_WHAT TO PRODUCE:_ Reproduce the rows below, changing "rough mask" to "coarse mask" everywhere it occurs and keeping everything else identical.

######

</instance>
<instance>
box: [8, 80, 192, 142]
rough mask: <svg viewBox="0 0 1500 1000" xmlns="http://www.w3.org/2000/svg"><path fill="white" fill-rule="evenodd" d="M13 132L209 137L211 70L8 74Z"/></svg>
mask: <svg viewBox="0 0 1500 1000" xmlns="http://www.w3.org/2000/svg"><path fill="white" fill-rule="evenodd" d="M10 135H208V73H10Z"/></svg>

######

_REPLY:_
</instance>
<instance>
box: [8, 80, 192, 142]
coarse mask: <svg viewBox="0 0 1500 1000" xmlns="http://www.w3.org/2000/svg"><path fill="white" fill-rule="evenodd" d="M13 132L209 137L211 70L8 74Z"/></svg>
mask: <svg viewBox="0 0 1500 1000" xmlns="http://www.w3.org/2000/svg"><path fill="white" fill-rule="evenodd" d="M10 135H208V73H10Z"/></svg>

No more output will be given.